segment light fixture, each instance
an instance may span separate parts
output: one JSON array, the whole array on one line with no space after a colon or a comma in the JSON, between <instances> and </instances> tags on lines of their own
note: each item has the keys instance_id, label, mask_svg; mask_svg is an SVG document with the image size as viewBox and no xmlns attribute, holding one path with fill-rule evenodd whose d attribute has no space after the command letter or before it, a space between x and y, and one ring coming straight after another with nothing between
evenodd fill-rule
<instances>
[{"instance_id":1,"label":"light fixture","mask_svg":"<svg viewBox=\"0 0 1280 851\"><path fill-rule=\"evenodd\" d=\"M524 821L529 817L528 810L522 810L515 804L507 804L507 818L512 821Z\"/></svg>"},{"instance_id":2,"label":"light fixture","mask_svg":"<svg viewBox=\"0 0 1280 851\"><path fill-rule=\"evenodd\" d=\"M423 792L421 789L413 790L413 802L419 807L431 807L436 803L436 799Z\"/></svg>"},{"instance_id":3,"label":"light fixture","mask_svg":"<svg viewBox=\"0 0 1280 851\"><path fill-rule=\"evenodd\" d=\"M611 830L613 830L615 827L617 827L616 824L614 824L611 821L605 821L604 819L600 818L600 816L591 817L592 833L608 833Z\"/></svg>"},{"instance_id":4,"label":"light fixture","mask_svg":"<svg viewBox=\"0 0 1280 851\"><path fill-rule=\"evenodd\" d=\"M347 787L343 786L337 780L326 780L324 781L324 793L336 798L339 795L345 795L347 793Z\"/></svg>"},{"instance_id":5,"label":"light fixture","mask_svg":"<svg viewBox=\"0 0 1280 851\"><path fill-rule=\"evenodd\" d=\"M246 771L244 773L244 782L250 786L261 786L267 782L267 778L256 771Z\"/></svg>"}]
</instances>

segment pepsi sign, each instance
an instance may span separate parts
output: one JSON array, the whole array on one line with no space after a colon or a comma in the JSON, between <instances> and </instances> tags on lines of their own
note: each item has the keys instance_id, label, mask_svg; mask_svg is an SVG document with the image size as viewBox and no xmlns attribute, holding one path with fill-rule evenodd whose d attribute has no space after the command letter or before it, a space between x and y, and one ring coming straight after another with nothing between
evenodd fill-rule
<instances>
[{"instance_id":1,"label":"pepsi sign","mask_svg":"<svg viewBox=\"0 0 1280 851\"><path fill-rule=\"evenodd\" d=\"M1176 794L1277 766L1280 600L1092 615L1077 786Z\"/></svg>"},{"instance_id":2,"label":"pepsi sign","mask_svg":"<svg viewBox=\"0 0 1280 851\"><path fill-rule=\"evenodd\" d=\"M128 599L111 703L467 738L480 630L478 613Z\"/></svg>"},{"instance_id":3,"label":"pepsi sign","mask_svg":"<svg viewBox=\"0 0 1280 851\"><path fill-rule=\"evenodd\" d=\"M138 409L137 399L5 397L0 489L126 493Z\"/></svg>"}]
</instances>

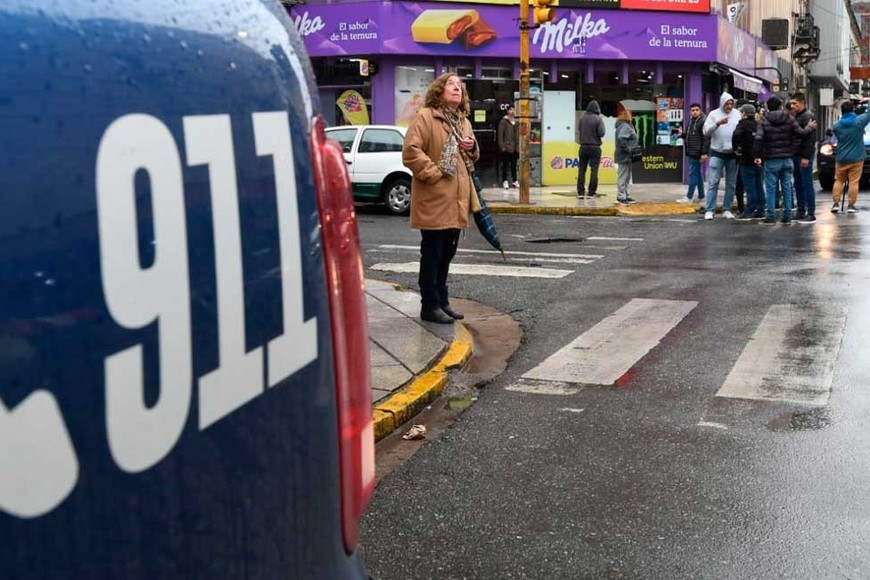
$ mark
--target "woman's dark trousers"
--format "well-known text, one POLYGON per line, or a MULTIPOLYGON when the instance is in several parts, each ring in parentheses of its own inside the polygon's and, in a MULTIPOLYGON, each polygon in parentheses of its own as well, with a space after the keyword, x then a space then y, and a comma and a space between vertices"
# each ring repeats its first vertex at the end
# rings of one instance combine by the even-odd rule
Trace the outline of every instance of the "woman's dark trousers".
POLYGON ((459 230, 420 230, 420 296, 424 312, 448 306, 447 274, 459 245, 459 230))

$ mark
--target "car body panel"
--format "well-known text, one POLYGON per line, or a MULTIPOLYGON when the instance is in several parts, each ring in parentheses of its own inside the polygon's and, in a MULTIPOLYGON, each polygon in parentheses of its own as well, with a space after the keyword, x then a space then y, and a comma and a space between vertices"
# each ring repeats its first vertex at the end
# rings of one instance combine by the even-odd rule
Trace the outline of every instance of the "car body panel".
POLYGON ((342 145, 354 199, 384 201, 385 186, 394 176, 404 175, 410 181, 411 171, 402 164, 402 142, 406 131, 405 127, 392 125, 331 127, 326 130, 327 137, 342 145))
POLYGON ((364 578, 341 532, 330 313, 309 144, 319 103, 289 17, 277 2, 256 0, 234 2, 220 17, 199 0, 47 6, 0 6, 0 199, 15 208, 0 217, 0 432, 15 434, 0 440, 2 576, 364 578), (262 113, 288 124, 293 229, 278 223, 277 163, 258 150, 271 146, 263 138, 269 124, 258 125, 262 113), (130 134, 135 126, 149 128, 153 148, 144 134, 130 134), (119 143, 147 149, 153 163, 111 181, 106 176, 120 170, 105 159, 131 154, 119 143), (202 155, 216 162, 197 161, 202 155), (211 173, 228 167, 234 180, 211 173), (232 196, 233 185, 235 198, 219 202, 219 190, 232 196), (125 188, 135 192, 133 210, 107 215, 125 188), (225 211, 232 199, 236 221, 225 211), (133 227, 115 227, 127 222, 133 227), (282 269, 284 235, 298 248, 294 272, 282 269), (132 263, 118 265, 110 255, 125 236, 138 259, 134 252, 132 263), (186 279, 156 275, 173 261, 186 265, 186 279), (123 268, 151 268, 143 280, 154 285, 131 283, 123 268), (225 292, 227 272, 238 273, 241 293, 225 292), (290 283, 301 312, 299 326, 285 328, 291 305, 282 288, 290 283), (110 287, 121 289, 116 299, 110 287), (159 319, 145 306, 152 290, 164 298, 159 319), (123 306, 125 295, 141 297, 142 308, 123 306), (129 320, 121 323, 120 313, 129 320), (273 341, 295 338, 305 325, 314 358, 270 385, 273 341), (235 343, 227 338, 233 329, 235 343), (170 365, 179 351, 189 356, 170 365), (141 373, 130 373, 138 367, 121 363, 137 353, 141 373), (235 400, 207 412, 204 403, 220 396, 204 379, 231 358, 262 367, 239 363, 244 379, 225 381, 235 400), (239 399, 239 389, 250 394, 239 399), (140 393, 139 415, 109 404, 131 392, 140 393), (177 433, 137 422, 145 408, 184 403, 183 393, 177 433), (209 413, 217 418, 203 425, 209 413), (142 449, 120 443, 125 429, 141 429, 133 443, 142 449), (143 459, 155 437, 166 440, 163 451, 143 459), (16 480, 16 469, 32 473, 16 480))
MULTIPOLYGON (((834 185, 834 171, 837 161, 834 158, 834 150, 832 148, 835 148, 836 144, 836 135, 830 135, 819 142, 816 155, 816 168, 819 175, 819 184, 825 190, 830 190, 834 185)), ((864 128, 864 150, 866 157, 864 159, 864 170, 861 174, 861 180, 870 182, 870 125, 864 128)))

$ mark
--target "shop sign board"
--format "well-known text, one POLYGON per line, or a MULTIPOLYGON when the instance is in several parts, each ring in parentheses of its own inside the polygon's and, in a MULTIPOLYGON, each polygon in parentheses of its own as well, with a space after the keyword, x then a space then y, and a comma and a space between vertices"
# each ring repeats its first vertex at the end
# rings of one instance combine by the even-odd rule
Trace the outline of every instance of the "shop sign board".
MULTIPOLYGON (((519 54, 515 7, 372 2, 356 4, 353 11, 336 4, 300 5, 291 14, 315 57, 519 54)), ((554 22, 532 31, 531 57, 710 62, 716 57, 717 20, 711 14, 674 18, 668 12, 560 8, 554 22)))
POLYGON ((710 12, 710 0, 622 0, 629 10, 665 10, 672 12, 710 12))
POLYGON ((764 46, 761 41, 745 30, 731 24, 724 18, 719 19, 717 62, 755 76, 756 61, 758 60, 756 45, 764 46))
MULTIPOLYGON (((430 0, 447 2, 450 0, 430 0)), ((466 4, 518 6, 519 0, 466 0, 466 4)), ((555 6, 597 10, 661 10, 665 12, 710 12, 710 0, 556 0, 555 6)))

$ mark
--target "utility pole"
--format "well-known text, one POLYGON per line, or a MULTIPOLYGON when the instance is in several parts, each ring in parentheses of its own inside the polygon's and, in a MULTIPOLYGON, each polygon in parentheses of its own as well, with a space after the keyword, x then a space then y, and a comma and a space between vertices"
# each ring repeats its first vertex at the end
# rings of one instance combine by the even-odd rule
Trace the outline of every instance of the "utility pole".
POLYGON ((529 1, 520 0, 520 203, 529 203, 529 1))
POLYGON ((520 0, 520 203, 529 203, 531 167, 529 136, 532 123, 529 111, 529 30, 556 19, 550 8, 554 0, 520 0), (535 3, 534 25, 529 24, 529 4, 535 3))

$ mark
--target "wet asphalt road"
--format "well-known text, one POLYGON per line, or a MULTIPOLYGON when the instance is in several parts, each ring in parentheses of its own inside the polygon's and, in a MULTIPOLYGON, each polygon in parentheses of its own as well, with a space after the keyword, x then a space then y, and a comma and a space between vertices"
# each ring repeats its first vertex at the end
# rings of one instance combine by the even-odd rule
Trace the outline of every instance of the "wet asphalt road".
MULTIPOLYGON (((557 280, 451 277, 523 343, 381 482, 362 522, 372 577, 870 578, 870 206, 819 205, 816 225, 791 227, 496 216, 509 252, 603 258, 557 280), (533 243, 546 237, 572 241, 533 243), (633 298, 699 305, 619 387, 506 390, 633 298), (714 396, 771 305, 834 302, 847 318, 826 406, 714 396)), ((362 211, 360 233, 367 267, 416 259, 378 249, 418 244, 405 219, 362 211)), ((486 244, 469 231, 461 247, 486 244)))

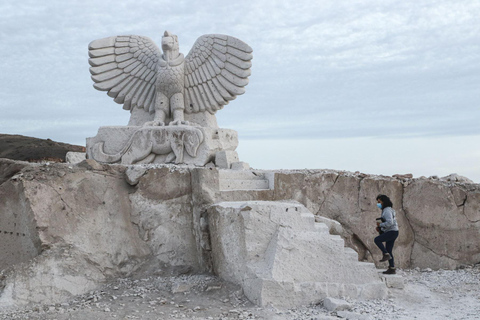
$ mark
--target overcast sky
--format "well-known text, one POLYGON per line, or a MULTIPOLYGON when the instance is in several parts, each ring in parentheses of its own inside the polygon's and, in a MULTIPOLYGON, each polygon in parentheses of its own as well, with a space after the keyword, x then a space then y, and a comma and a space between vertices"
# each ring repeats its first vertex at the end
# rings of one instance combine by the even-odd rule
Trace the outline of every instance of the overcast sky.
POLYGON ((129 112, 96 91, 92 40, 223 33, 254 50, 217 113, 254 168, 480 182, 480 1, 0 2, 0 133, 85 145, 129 112), (234 4, 231 4, 234 3, 234 4))

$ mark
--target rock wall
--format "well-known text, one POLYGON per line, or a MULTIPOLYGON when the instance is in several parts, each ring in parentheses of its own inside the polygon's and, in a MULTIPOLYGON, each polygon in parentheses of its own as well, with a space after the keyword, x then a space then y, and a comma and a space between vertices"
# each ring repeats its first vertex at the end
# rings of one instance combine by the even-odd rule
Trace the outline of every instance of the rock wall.
POLYGON ((0 304, 61 301, 149 257, 215 271, 208 209, 222 201, 298 201, 318 221, 341 223, 332 230, 360 260, 374 261, 375 197, 384 193, 401 228, 398 266, 480 262, 478 184, 302 170, 254 171, 269 189, 222 189, 242 185, 222 183, 242 176, 231 171, 0 159, 0 304))
POLYGON ((163 167, 144 172, 129 195, 132 222, 141 238, 159 261, 199 269, 190 170, 163 167))
POLYGON ((381 256, 373 242, 380 193, 392 199, 397 213, 399 267, 453 269, 480 262, 478 184, 318 170, 275 173, 275 200, 297 200, 314 214, 340 222, 342 236, 361 260, 381 256))
POLYGON ((453 269, 480 262, 478 185, 417 180, 405 188, 403 207, 415 235, 412 266, 453 269))
POLYGON ((0 165, 13 173, 0 185, 2 237, 15 239, 0 257, 5 304, 61 300, 133 271, 150 254, 131 223, 124 168, 24 164, 14 173, 11 161, 0 165))
POLYGON ((1 185, 0 208, 1 270, 36 257, 41 252, 41 241, 22 184, 7 181, 1 185))
MULTIPOLYGON (((269 177, 271 190, 222 191, 222 170, 195 170, 197 207, 221 201, 296 200, 319 218, 340 222, 346 245, 358 252, 361 261, 375 262, 378 267, 384 264, 377 262, 381 252, 373 241, 377 236, 375 219, 380 216, 375 198, 387 194, 400 226, 394 251, 397 266, 455 269, 480 263, 480 185, 468 180, 334 170, 257 170, 257 175, 269 177)), ((208 250, 198 250, 208 266, 208 250)))

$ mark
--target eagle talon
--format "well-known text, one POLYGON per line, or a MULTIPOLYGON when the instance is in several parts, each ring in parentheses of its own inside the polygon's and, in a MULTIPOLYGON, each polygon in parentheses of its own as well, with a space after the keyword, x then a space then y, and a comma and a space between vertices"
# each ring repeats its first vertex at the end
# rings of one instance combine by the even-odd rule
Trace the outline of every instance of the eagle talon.
POLYGON ((174 120, 174 121, 170 122, 168 125, 169 126, 180 126, 182 124, 186 125, 186 126, 189 126, 190 122, 185 121, 185 120, 174 120))

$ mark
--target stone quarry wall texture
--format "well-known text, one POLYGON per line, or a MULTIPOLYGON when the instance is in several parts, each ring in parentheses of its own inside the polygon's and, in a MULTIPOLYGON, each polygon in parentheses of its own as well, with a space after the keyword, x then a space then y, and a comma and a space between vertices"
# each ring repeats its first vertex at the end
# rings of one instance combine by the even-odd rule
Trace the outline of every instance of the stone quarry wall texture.
POLYGON ((275 175, 275 199, 297 200, 315 215, 340 222, 361 260, 381 256, 373 242, 380 193, 392 199, 397 213, 399 267, 453 269, 480 262, 478 184, 314 170, 275 175))
POLYGON ((144 171, 129 194, 132 222, 159 261, 199 269, 188 169, 144 171))
POLYGON ((9 275, 0 303, 61 301, 131 272, 150 254, 131 222, 124 168, 4 160, 0 167, 8 231, 1 240, 12 246, 0 253, 9 275))
POLYGON ((298 201, 318 222, 341 223, 330 223, 330 232, 359 260, 378 260, 379 193, 391 197, 398 215, 399 267, 480 262, 478 184, 332 170, 239 173, 0 159, 0 304, 59 302, 134 272, 152 257, 215 271, 208 209, 222 201, 298 201), (242 185, 263 189, 231 188, 242 185))

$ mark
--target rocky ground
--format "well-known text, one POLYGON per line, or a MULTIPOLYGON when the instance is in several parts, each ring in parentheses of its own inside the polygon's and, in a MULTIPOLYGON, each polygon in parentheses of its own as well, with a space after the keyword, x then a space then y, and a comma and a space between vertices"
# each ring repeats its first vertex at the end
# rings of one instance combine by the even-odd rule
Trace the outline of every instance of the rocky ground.
POLYGON ((56 305, 0 308, 0 319, 480 319, 480 265, 459 270, 399 270, 404 289, 388 299, 322 303, 290 310, 251 304, 238 286, 188 268, 152 267, 56 305))

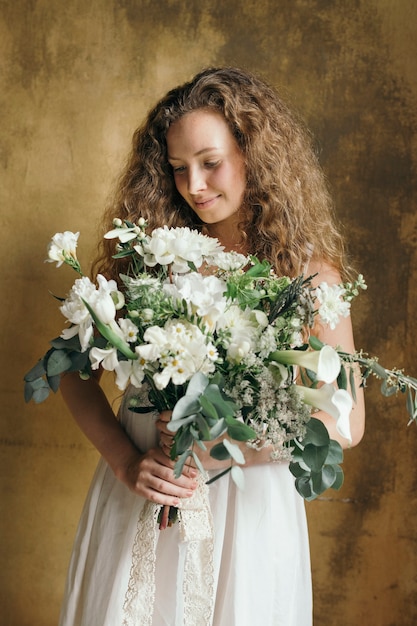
· · · · ·
== WORK REQUEST ==
Leave out every picture, and copy exactly the lines from the line that contains "--target rocky ground" through the end of the material.

== ANSWER SECTION ==
--target rocky ground
--format "well-known text, one POLYGON per line, or a MULTIPOLYGON when the instance is in several parts, each ring in parentheses of its own inside the polygon's and, in a MULTIPOLYGON, each polygon in parentheses of its own as well, with a space after the keyword, x then a space then y, and a comma and a space between vertices"
# each ring repeats its first vertex at the end
# rings of one instance combine by the even-odd rule
Trace the outline of every instance of the rocky ground.
POLYGON ((56 305, 0 308, 0 319, 480 319, 480 265, 459 270, 399 270, 404 289, 388 299, 322 303, 290 310, 251 304, 238 286, 188 268, 152 267, 56 305))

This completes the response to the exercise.